═══ RECORDS SHOWN ═══

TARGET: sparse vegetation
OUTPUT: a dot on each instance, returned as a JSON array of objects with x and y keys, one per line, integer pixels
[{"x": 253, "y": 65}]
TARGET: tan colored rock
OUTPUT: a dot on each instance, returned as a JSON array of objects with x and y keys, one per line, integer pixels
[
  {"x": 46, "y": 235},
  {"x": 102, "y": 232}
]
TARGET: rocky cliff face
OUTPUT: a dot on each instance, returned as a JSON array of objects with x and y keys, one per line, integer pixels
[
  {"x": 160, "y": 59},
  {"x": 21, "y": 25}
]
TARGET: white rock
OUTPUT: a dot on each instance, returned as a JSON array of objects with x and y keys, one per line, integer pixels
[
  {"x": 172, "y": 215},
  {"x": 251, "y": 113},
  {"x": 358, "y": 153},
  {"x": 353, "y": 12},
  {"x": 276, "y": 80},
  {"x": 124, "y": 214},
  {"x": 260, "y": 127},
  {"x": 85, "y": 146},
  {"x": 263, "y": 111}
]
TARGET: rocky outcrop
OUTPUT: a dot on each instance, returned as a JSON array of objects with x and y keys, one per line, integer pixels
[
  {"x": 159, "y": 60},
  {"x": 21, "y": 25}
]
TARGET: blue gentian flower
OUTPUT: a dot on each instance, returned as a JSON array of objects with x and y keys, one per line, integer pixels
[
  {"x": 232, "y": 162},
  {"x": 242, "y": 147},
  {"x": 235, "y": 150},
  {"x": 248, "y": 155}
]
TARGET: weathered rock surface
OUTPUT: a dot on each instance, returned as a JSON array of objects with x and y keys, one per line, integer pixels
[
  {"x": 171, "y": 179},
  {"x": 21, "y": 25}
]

═══
═══ RECORDS SHOWN ═══

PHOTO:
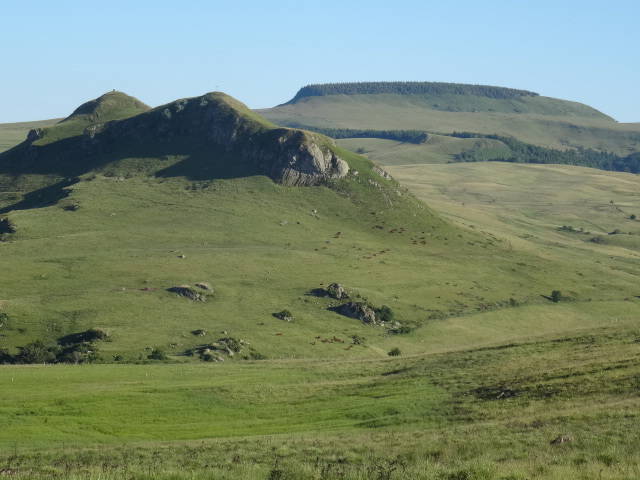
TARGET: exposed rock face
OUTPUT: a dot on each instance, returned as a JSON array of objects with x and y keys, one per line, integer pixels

═══

:: BRIEF ::
Please tally the rows that contain the string "rocky" and give only that number.

:: OUTPUT FOR THIS TASK ::
2